# Exercise aim:
Of the lines below, copy those that hold the word "ceiling".

# Dataset entries:

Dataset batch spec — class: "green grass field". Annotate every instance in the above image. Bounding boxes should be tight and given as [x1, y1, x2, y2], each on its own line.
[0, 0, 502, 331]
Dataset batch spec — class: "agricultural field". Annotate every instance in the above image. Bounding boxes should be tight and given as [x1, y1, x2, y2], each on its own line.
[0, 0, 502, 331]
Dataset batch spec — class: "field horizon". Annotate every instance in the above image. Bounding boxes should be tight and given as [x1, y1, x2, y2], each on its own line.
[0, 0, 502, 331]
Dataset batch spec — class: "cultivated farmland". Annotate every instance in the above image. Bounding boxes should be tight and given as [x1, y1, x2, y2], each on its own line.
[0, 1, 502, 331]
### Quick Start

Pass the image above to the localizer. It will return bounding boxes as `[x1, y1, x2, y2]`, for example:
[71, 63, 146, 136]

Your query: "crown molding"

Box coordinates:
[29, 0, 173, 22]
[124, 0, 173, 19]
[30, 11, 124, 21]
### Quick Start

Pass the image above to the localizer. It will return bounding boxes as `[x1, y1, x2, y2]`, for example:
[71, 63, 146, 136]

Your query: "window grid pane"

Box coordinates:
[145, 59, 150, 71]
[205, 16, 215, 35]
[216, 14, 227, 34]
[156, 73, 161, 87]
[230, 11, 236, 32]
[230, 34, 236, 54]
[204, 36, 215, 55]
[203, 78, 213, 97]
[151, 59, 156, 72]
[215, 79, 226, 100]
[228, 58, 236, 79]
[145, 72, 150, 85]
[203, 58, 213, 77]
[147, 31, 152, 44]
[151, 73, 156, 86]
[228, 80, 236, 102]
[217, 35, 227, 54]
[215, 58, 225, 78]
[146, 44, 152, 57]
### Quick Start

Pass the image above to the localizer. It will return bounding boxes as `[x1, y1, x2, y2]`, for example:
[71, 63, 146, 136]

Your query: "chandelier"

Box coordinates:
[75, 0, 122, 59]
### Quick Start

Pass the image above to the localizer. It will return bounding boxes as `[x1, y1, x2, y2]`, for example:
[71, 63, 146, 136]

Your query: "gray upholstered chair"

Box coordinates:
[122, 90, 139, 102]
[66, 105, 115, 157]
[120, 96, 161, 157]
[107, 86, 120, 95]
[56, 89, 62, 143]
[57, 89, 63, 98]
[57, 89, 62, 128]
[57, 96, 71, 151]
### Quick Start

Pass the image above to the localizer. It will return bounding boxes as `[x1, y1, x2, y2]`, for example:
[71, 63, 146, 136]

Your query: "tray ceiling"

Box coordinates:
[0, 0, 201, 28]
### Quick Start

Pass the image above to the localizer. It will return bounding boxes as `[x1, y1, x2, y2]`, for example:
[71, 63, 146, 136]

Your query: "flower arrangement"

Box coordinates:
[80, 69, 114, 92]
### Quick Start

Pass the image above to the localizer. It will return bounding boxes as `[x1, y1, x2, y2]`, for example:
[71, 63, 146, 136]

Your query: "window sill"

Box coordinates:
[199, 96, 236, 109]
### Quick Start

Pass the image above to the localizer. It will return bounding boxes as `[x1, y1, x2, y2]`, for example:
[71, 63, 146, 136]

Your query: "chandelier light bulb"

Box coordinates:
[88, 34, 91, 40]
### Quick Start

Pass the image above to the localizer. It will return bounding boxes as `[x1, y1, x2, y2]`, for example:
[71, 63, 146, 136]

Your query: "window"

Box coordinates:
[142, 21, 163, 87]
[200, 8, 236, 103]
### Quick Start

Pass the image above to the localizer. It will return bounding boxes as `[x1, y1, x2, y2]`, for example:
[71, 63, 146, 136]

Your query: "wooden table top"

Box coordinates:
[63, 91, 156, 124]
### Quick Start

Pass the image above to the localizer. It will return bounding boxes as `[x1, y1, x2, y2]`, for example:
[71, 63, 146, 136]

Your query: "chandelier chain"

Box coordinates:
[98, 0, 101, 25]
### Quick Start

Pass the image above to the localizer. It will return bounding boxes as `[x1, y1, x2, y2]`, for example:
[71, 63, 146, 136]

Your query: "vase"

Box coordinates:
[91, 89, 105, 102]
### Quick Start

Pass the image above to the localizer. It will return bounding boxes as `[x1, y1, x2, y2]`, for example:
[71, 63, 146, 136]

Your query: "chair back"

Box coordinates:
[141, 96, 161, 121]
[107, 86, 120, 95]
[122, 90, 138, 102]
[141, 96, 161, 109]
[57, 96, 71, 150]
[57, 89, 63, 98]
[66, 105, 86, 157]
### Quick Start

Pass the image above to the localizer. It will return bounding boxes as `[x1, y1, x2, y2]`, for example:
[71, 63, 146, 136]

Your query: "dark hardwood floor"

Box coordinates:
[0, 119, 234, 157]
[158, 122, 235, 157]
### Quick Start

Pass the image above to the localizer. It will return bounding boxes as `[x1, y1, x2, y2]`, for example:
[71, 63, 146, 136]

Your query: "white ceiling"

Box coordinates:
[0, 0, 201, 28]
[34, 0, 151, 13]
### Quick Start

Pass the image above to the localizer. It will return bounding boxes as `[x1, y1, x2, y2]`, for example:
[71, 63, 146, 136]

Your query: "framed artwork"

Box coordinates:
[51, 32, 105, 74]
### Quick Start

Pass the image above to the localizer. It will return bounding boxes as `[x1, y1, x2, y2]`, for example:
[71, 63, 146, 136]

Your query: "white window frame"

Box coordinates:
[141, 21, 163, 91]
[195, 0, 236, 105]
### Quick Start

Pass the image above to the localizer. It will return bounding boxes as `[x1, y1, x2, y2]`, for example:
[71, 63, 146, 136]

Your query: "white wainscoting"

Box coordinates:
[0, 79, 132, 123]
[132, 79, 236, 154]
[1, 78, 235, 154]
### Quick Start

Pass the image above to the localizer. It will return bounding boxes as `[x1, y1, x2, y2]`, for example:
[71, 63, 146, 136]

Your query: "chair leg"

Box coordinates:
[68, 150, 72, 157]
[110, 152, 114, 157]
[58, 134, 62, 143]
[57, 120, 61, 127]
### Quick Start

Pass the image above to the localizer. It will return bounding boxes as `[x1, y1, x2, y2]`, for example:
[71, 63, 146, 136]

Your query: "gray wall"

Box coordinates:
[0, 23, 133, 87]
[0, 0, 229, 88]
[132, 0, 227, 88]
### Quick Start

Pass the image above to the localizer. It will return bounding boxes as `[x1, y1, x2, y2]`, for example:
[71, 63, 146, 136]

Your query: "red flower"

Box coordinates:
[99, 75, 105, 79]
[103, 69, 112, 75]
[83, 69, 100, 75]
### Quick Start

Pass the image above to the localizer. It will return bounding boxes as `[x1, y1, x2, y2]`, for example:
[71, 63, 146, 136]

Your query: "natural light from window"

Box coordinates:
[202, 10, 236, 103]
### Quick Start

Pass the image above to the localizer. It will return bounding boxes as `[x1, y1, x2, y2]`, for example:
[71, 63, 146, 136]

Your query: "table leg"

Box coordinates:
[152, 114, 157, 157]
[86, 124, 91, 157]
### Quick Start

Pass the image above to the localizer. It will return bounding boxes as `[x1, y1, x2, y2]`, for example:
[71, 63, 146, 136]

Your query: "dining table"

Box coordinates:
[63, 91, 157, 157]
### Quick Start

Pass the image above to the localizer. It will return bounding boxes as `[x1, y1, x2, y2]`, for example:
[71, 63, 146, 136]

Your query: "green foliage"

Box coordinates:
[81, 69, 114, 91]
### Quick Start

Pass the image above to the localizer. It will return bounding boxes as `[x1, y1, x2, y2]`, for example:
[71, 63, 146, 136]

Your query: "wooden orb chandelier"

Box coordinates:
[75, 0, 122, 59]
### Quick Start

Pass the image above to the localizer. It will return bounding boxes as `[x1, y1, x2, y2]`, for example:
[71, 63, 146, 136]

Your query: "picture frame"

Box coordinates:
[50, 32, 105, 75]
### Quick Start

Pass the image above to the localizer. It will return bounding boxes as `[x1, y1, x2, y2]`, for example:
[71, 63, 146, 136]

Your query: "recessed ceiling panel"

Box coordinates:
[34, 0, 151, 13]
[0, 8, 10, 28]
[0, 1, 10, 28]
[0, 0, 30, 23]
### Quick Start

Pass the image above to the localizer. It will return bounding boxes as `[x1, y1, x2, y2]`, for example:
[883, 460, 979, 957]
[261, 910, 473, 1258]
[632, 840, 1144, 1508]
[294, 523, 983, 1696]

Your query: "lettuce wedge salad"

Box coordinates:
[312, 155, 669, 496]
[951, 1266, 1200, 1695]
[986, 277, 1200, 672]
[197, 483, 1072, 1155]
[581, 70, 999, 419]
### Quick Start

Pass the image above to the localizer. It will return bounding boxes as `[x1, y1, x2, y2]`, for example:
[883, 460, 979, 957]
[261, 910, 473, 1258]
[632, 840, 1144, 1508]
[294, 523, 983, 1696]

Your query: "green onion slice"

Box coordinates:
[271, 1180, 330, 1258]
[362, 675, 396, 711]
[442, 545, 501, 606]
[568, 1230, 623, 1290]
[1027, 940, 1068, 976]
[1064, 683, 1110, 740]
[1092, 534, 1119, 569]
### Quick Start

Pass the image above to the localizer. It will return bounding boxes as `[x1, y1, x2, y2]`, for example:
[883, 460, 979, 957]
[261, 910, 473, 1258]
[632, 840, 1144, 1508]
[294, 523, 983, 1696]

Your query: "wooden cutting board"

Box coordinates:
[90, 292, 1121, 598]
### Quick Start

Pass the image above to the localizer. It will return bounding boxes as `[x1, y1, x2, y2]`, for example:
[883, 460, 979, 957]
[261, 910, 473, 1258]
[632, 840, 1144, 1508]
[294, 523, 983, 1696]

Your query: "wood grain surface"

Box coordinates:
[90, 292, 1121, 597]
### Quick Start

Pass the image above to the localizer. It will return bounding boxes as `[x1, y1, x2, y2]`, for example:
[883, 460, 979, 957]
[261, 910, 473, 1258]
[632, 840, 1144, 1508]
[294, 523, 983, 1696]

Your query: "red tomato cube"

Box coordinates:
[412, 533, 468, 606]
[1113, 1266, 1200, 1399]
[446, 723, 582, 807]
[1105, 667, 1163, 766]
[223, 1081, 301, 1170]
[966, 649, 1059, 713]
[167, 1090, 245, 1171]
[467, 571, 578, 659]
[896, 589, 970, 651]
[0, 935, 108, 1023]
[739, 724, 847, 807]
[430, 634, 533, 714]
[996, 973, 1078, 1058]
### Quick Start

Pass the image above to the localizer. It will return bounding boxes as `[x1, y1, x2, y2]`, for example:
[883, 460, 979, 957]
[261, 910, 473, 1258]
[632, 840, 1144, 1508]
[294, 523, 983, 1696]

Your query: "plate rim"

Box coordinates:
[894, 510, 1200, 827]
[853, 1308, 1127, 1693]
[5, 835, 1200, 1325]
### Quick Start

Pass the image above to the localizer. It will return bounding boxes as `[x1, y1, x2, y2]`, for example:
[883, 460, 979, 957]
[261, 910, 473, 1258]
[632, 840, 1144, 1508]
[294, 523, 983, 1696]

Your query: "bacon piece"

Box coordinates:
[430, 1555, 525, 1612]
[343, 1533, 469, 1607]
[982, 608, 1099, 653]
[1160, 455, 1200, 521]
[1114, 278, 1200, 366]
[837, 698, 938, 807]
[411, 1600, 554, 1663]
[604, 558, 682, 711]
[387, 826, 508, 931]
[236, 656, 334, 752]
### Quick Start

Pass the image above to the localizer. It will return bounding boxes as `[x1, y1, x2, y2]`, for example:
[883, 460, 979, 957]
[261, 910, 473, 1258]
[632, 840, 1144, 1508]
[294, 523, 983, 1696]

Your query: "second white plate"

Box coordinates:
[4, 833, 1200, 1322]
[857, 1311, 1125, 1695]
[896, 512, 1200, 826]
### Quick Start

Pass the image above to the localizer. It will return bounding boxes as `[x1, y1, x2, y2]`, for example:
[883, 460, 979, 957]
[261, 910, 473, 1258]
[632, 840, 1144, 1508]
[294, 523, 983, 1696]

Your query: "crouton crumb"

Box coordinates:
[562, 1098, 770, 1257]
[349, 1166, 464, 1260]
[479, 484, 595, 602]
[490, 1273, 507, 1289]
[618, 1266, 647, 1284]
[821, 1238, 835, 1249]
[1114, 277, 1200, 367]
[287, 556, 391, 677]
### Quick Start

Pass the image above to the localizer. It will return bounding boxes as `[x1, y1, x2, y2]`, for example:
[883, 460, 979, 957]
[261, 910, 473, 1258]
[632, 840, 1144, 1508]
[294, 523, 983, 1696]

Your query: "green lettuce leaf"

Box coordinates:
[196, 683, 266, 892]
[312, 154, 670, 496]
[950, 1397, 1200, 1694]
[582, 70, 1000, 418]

# Solution to this exercise:
Your query: "tray ceiling"
Your query: "white ceiling"
Your query: "recessed ceiling panel"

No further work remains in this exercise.